-------- Material --------
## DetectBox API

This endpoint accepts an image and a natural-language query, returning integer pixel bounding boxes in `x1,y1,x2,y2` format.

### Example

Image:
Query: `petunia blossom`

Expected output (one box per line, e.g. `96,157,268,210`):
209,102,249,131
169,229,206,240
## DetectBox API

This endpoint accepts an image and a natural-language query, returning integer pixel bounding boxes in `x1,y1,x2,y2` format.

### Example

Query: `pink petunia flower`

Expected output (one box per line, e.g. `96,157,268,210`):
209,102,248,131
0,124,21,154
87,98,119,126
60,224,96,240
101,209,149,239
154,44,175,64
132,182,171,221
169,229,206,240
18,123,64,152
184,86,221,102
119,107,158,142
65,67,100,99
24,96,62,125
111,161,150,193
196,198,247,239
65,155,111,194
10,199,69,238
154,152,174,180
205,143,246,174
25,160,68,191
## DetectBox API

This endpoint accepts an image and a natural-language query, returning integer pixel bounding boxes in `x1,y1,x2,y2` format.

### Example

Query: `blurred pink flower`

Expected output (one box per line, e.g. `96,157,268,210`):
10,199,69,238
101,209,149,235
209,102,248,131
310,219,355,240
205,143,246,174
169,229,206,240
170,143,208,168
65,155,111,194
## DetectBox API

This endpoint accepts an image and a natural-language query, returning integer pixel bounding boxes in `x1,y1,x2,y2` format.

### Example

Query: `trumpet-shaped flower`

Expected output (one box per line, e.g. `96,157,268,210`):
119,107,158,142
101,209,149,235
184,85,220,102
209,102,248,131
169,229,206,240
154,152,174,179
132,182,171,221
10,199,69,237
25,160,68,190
--------
-------- Material --------
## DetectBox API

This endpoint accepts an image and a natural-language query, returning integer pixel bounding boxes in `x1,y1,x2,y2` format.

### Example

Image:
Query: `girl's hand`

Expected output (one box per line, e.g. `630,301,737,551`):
--------
Do this: List each line in the items above that contains the string "petunia", matching case exactly.

Result of the task:
Query: `petunia blossom`
Query: `pink petunia flower`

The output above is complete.